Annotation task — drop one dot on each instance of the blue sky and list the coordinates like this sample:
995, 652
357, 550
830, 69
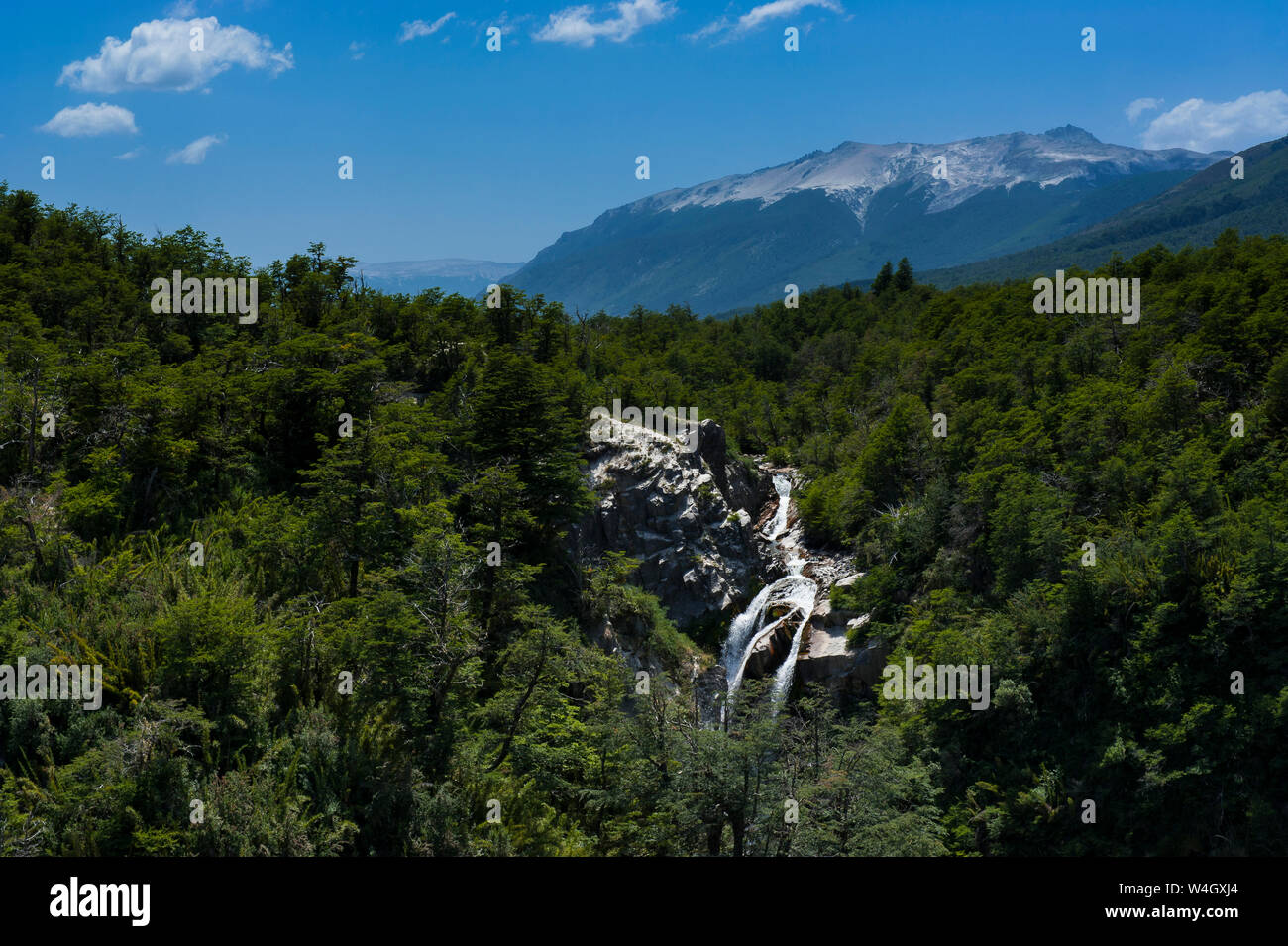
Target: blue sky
465, 152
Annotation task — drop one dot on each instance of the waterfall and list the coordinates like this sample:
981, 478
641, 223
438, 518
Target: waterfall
794, 591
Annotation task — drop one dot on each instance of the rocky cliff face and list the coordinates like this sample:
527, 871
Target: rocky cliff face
686, 515
700, 527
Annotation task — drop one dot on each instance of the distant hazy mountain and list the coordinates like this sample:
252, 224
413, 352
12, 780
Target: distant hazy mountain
836, 216
467, 277
1193, 213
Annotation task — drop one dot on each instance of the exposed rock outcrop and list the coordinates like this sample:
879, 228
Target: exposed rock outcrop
686, 515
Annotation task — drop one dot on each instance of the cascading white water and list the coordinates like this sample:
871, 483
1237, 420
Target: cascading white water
795, 592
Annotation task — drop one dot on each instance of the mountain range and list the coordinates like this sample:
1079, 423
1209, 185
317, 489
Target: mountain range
1193, 213
835, 216
467, 277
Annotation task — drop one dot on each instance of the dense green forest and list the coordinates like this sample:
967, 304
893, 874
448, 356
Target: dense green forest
347, 675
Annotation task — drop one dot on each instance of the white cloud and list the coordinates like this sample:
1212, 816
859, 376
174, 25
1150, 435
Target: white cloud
419, 27
91, 120
159, 56
1138, 106
1222, 125
194, 152
574, 25
759, 16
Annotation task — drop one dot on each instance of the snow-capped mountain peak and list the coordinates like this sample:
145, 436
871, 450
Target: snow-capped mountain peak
854, 171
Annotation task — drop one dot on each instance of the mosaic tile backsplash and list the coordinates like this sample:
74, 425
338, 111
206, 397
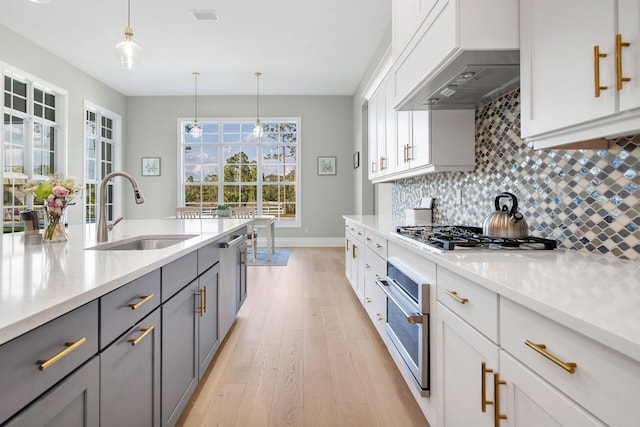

_WHAT TO DO_.
How many lines in the entries above contain the string "cliff"? Reply with the number only.

_THE OUTPUT_.
2